Work instructions:
1. Please answer these questions about the passage on race and community:
(a) In what region did Agee and Evans examine sharecropper life?
(b) What two metaphors did Du Bois use for the separation between the Black and White communities?
(c) What term does the passage use for a place where local media ignore the issues these communities face?
2. Carry on the passage on race and community from its last sentence.
##### Text passage #####
Two books led me to question why and how two opposing races form community: James Agee and Walker Evans’s Let Us Now Praise Famous Men (1936) and W. E. B. Du Bois’s The Souls of Black Folk (1903). This series of images asks us to consider opposing realities for each community, separated by race, and experience.
Agee and Evans examined sharecropper life in the Black Belt region of Alabama while completely ignoring the majority Black population. Their project was a blend of journalism, art, and to some degree voyeurism. Thirty-three years earlier, traveling across the same region Du Bois wrote a series of essays describing a “color line” and “veil” as metaphors for the social, cultural, and psychological separation between these Black and White communities—divisions reflected in Let Us Now Praise Famous Men. Despite the remarkable photography it was as if the Black community did not exist. A 100 years later these communities exist in a "news desert" where issues they confront are ignored and undocumented by local media. Like Dubois observed there remain two completely different psychological realities separated by race each forming a cultural landscape.
Photography gives the opportunity to look closer at this cultural landscape and see beyond the color line. The contrasting narratives are from the black community and an absence of acknowledgement from local media and the white community. Photography fallows me to see a community I thought I knew through a set of different eyes, both beauty and pain. The camera limits any spoken narrative and merely sees reality.
##### Raw data #####
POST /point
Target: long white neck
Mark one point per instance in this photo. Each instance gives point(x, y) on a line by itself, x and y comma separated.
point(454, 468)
#####
Responses to the exercise:
1.
(a) The Black Belt region of Alabama
(b) A "color line" and a "veil"
(c) A "news desert"

2.
This collection of images and videos stands as testament to their continued struggle and existence.
Kenny Glasgow was the founder of the The Ordinary People Society that helped register felons to vote. Having previously served 14 years for armed robbery and then becoming a pastor in this video a "prophet " while speaking in tongues predicted the federal government would assassinate him. He was later arrested for capital murder (charges later dismissed) and while out on bond, arrested for possession of cocaine and biting a police officer. He was sent back to prison for 30 months. Despite Glasgow's chaos I witnessed him help people no one else would help. Maybe as he said "you have to be lost to see the lost".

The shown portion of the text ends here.